Problem description:
Could you write out the data that follows, exactly and in full?
[Opening Information given section]
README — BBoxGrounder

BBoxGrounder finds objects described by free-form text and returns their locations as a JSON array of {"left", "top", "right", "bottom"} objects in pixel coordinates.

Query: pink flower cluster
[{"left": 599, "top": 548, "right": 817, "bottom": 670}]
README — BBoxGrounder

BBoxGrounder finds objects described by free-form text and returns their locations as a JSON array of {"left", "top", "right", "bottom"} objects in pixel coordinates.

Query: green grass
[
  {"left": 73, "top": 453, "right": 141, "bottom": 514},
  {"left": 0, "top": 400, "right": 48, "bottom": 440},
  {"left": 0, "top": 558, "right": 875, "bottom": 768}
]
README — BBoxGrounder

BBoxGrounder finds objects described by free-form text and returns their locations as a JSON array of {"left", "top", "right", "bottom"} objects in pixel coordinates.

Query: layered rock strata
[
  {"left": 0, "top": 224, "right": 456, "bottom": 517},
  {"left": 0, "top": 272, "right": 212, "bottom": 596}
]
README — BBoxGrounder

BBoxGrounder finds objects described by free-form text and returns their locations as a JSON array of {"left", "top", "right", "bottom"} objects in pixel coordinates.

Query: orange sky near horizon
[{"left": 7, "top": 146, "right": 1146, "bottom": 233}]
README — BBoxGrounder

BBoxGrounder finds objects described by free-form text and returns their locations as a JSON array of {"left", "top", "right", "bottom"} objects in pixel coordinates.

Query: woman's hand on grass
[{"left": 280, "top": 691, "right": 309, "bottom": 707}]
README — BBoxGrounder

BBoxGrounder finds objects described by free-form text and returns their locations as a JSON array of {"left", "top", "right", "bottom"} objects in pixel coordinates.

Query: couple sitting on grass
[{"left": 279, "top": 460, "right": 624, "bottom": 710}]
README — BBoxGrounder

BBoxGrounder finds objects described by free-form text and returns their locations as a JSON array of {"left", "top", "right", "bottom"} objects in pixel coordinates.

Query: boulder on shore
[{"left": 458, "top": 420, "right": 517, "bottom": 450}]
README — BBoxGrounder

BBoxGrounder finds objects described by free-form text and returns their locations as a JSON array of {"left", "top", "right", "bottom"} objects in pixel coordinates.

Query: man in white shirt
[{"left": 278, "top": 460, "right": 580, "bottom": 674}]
[Closing Information given section]
Response to this task:
README — BBoxGrounder

BBoxGrounder finds objects described by free-form text and returns their locations as a JSON array of {"left", "top", "right", "bottom"} objects in pixel coordinates.

Query: pink flower cluster
[{"left": 599, "top": 548, "right": 817, "bottom": 670}]
README — BBoxGrounder

BBoxGrounder finds objects described by free-form text and returns their locations as a JSON array of {"left", "top", "right", "bottom"} objects in pixel coordinates.

Query: green grass
[
  {"left": 73, "top": 453, "right": 141, "bottom": 514},
  {"left": 0, "top": 400, "right": 48, "bottom": 440},
  {"left": 0, "top": 558, "right": 875, "bottom": 768}
]
README — BBoxGrounder

BBoxGrounder finds objects described by free-form text and returns their locations as a JSON array of {"left", "top", "right", "bottom"} objects in pixel coordinates.

Query: layered rock strata
[
  {"left": 0, "top": 224, "right": 456, "bottom": 517},
  {"left": 0, "top": 272, "right": 212, "bottom": 596}
]
README — BBoxGrounder

BBoxGrounder finds objects described by free-form text and returns their locations as a JSON array of {"left", "top", "right", "bottom"} objects in pixel coordinates.

Query: orange sky near horizon
[{"left": 7, "top": 146, "right": 1146, "bottom": 233}]
README — BBoxGrounder

BBoxGrounder finds objects described by free-form text and returns their locations as a JSON array of {"left", "top", "right", "bottom"} objects in pixel coordinates.

Query: woman's hand on grass
[{"left": 280, "top": 691, "right": 309, "bottom": 707}]
README — BBoxGrounder

BBoxGrounder finds objects described by free-form text and returns their locations as a JSON array of {"left", "top", "right", "bottom"} objects in pixel coordinates.

Query: couple sitting on grass
[{"left": 279, "top": 460, "right": 624, "bottom": 710}]
README — BBoxGrounder

BBoxGrounder finds objects described by free-form text and returns their locations as a JSON array of {"left", "top", "right", "bottom"} objects in pixel coordinates.

Query: boulder on shore
[{"left": 458, "top": 420, "right": 517, "bottom": 450}]
README — BBoxGrounder

BBoxGrounder finds objects described by free-form text and returns their locations as a JSON array of {"left", "top", "right", "bottom"} objects in pixel coordinates.

Query: man in white shirt
[{"left": 278, "top": 460, "right": 580, "bottom": 674}]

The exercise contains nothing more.